▶ _TEXTE EXTRAIT_
Le genre de course où il faut avoir engrangé quelques séances longues pour finir dans de bonnes conditions. J'ai concilié l'ensemble en m'inspirant d'un plan foncier du site Athlète Endurance que j'ai grandement vitaminé en volume. Un peu bancal, peut-être pas optimal, mais j'ai pu accumuler les tours de piste tout en rentrant « vivant » de l'Aveyron. Je n'en demandais pas plus.

Bon, il faut commencer par aller à Millau, puis à Rodez :

Et ce n'est pas tout près pour un lyonnais. 316 bornes par la N88. J'appréhende un peu de faire tant de kilomètres le jour même d'une course. Ce n'est pas dans mes habitudes et généralement, mes guiboles n'aiment pas les longs trajets surtout la jambe droite. C'est le jour J. Nous avons rendez-vous avec Jeanmik au pied de son immeuble vers 8h00. Cela nous donne le temps de voyager tranquillement. Nous ne risquons pas d'arriver en retard pour les navettes. Pas de stress inutile. Le voyage se déroule paisiblement sous la grisaille et avec des paysages enneigés pendant une bonne partie du trajet. Je peux vous dire que ça caille en Haute Loire … Nous nous sommes arrêtés vers 10h00 pour une petite pause technique et avaler une tasse de notre thermos de café. Je peux vous assurer que nous n'avons pas trainé … Monsieur météo a dû faire un blocage sur l'ère glaciaire dans ce département. Nous avons même rencontré plusieurs chasse-neige qui enlevaient la neige soufflée sur la route par le vent. Du vent il y en a eu et pas qu'en Haute Loire.

Entrées d'images sur des régions nommées
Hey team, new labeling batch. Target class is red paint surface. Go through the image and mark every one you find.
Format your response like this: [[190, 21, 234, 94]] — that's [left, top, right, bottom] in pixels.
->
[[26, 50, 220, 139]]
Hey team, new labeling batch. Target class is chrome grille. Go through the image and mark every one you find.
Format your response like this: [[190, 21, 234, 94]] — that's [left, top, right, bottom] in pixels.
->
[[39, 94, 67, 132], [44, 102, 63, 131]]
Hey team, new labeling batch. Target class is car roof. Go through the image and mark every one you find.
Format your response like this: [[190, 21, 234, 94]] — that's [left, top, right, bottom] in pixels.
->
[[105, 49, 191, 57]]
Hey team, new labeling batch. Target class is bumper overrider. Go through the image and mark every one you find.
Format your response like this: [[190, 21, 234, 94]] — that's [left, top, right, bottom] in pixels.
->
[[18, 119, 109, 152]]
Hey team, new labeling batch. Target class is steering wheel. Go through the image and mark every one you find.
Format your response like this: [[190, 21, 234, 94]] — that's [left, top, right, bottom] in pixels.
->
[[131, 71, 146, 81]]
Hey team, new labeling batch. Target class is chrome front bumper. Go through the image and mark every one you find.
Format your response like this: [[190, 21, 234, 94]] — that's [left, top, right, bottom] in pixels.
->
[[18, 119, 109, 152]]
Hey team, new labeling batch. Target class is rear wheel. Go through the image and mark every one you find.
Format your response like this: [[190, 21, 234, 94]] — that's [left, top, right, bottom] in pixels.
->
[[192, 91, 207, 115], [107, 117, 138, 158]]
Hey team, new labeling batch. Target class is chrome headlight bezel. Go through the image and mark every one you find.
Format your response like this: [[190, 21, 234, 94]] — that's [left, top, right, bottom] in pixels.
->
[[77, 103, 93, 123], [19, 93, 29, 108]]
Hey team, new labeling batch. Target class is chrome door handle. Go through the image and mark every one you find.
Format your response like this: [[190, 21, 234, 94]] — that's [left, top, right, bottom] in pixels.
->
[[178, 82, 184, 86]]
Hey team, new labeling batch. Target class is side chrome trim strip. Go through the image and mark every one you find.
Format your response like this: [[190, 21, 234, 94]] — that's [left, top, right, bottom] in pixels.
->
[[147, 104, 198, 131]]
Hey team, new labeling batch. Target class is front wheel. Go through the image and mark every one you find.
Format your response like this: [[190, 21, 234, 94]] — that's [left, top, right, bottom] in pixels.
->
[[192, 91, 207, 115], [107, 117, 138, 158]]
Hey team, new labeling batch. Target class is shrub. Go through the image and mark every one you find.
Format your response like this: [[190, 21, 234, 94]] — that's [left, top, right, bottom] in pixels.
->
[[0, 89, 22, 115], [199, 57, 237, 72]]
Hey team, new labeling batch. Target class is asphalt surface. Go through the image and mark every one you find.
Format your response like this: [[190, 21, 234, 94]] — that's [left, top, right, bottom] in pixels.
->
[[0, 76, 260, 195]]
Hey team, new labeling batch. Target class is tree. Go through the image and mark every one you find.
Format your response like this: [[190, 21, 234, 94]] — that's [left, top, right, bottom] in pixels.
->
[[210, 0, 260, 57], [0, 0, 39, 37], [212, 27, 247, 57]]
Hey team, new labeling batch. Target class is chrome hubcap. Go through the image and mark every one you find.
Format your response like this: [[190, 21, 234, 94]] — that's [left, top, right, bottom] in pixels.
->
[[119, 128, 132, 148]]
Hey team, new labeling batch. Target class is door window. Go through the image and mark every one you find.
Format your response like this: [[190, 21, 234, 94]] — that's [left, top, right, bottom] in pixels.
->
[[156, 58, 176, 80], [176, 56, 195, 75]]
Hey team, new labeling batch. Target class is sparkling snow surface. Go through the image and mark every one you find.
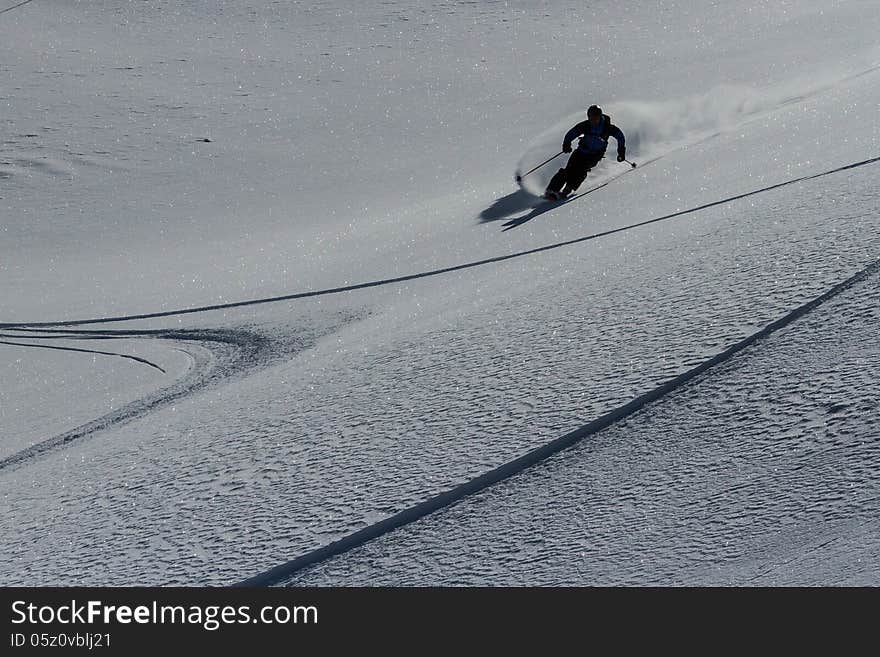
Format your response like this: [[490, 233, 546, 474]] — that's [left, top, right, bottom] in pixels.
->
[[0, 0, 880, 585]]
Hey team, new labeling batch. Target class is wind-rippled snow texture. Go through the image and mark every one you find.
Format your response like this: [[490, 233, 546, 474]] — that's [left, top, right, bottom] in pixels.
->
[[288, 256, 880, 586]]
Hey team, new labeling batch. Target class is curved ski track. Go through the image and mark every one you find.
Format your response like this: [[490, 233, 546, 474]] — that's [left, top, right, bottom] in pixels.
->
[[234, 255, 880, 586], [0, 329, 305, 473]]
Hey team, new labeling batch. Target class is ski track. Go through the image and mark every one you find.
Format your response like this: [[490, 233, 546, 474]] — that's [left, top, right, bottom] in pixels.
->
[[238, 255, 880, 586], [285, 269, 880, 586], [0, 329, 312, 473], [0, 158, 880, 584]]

▶ _TRAVAIL DEMANDÉ_
Pouvez-vous condenser sous forme de liste le paragraphe du texte extrait qui commence par « Et ce n'est pas tout près », en conservant ses faits principaux ?

▶ _RÉPONSE COMPLÈTE_
- Le trajet est long pour un Lyonnais : 316 kilomètres par la N88.
- Faire autant de route le jour même d'une course inquiète un peu, car les jambes, surtout la droite, supportent mal les longs trajets.
- Le jour J, le rendez-vous avec Jeanmik est fixé vers 8h00 au pied de son immeuble. Cela laisse le temps de voyager tranquillement, sans risque de manquer les navettes.
- Le voyage se passe paisiblement sous la grisaille, avec des paysages enneigés sur une bonne partie du parcours et un grand froid en Haute Loire.
- Vers 10h00, une courte pause permet de boire un café du thermos.
- Plusieurs chasse-neige dégagent la neige que le vent souffle sur la route. Le vent ne se limite pas à la Haute Loire.